Problem to work on: Please transcribe each of the records exactly as given.

(Stored records)
*** Begin section ***
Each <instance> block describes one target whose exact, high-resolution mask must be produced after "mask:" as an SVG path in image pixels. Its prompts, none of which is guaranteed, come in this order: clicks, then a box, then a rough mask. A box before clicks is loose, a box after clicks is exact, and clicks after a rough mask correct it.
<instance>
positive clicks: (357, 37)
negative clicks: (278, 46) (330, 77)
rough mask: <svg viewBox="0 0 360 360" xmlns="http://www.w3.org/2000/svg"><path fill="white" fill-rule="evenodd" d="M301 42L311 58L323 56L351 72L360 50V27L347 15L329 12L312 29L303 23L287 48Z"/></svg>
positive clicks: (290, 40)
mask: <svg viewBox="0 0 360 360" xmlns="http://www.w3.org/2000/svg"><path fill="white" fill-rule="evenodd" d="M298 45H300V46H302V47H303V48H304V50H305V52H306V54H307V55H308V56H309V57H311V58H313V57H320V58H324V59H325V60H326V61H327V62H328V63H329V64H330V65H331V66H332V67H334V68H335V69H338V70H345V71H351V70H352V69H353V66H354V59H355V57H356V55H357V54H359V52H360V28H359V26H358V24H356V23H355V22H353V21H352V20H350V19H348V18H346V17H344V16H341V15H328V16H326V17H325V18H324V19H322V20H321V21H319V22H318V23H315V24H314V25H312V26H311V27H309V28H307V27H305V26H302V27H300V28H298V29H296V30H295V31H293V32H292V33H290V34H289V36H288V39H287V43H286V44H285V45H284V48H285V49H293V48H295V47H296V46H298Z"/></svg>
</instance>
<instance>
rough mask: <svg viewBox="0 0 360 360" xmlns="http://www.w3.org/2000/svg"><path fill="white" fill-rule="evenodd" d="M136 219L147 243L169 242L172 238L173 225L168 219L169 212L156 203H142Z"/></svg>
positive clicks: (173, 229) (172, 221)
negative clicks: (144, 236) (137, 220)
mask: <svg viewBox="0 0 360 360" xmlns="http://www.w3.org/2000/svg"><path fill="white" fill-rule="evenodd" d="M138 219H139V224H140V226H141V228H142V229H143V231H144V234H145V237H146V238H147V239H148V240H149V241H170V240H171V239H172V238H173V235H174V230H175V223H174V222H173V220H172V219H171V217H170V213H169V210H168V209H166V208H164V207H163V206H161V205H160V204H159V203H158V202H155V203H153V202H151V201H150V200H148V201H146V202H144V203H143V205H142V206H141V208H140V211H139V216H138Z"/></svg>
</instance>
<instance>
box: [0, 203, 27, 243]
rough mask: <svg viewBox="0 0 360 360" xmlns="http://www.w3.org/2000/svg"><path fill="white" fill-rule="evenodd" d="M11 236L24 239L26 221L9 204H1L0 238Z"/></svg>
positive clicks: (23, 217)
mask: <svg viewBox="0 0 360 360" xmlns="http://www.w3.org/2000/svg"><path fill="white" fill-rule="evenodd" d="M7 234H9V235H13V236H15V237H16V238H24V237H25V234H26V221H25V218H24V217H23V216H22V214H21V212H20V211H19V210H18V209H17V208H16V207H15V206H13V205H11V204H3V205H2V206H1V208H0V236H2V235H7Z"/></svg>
*** End section ***
Exercise result:
Each <instance> block describes one target whose exact, high-resolution mask must be produced after "mask:" as an SVG path in image pixels. Its prompts, none of which is guaranteed, come in this order: clicks, then a box, then a rough mask. A box before clicks is loose, a box after clicks is exact, and clicks after a rough mask correct it.
<instance>
positive clicks: (357, 37)
negative clicks: (278, 46) (330, 77)
rough mask: <svg viewBox="0 0 360 360" xmlns="http://www.w3.org/2000/svg"><path fill="white" fill-rule="evenodd" d="M301 42L311 58L323 56L351 72L360 50V27L347 15L329 12L312 29L303 23L287 48Z"/></svg>
positive clicks: (290, 40)
mask: <svg viewBox="0 0 360 360" xmlns="http://www.w3.org/2000/svg"><path fill="white" fill-rule="evenodd" d="M298 45H300V46H302V47H303V48H304V50H305V52H306V54H307V55H308V56H309V57H311V58H313V57H320V58H324V59H325V60H326V61H327V62H328V63H329V64H330V65H331V66H332V67H334V68H335V69H338V70H345V71H351V70H352V69H353V66H354V59H355V57H356V55H357V54H359V52H360V28H359V26H358V24H356V23H355V22H353V21H352V20H350V19H348V18H346V17H344V16H341V15H328V16H326V17H325V18H324V19H322V20H321V21H319V22H318V23H315V24H314V25H312V26H311V27H309V28H307V27H305V26H302V27H300V28H298V29H296V30H295V31H293V32H292V33H290V34H289V36H288V39H287V43H286V44H285V45H284V48H285V49H293V48H295V47H296V46H298Z"/></svg>
</instance>
<instance>
rough mask: <svg viewBox="0 0 360 360" xmlns="http://www.w3.org/2000/svg"><path fill="white" fill-rule="evenodd" d="M136 219L147 243L169 242L172 238L173 225L168 219L169 212L156 203H142Z"/></svg>
positive clicks: (173, 229) (172, 221)
negative clicks: (144, 236) (137, 220)
mask: <svg viewBox="0 0 360 360" xmlns="http://www.w3.org/2000/svg"><path fill="white" fill-rule="evenodd" d="M138 219H139V224H140V226H141V228H142V229H143V231H144V234H145V237H146V238H147V239H148V240H149V241H170V240H171V239H172V238H173V235H174V230H175V223H174V222H173V220H172V219H171V217H170V213H169V210H168V209H166V208H164V207H163V206H161V205H160V204H159V203H158V202H155V203H153V202H151V201H150V200H148V201H146V202H144V203H143V205H142V206H141V208H140V211H139V216H138Z"/></svg>
</instance>
<instance>
box: [0, 203, 27, 243]
rough mask: <svg viewBox="0 0 360 360" xmlns="http://www.w3.org/2000/svg"><path fill="white" fill-rule="evenodd" d="M11 236L24 239L26 221L9 204H1L0 238Z"/></svg>
positive clicks: (23, 217)
mask: <svg viewBox="0 0 360 360" xmlns="http://www.w3.org/2000/svg"><path fill="white" fill-rule="evenodd" d="M7 234H9V235H13V236H15V237H16V238H24V237H25V234H26V221H25V218H24V217H23V216H22V214H21V212H20V211H19V210H18V209H17V208H16V207H15V206H13V205H11V204H3V205H2V206H1V208H0V236H2V235H7Z"/></svg>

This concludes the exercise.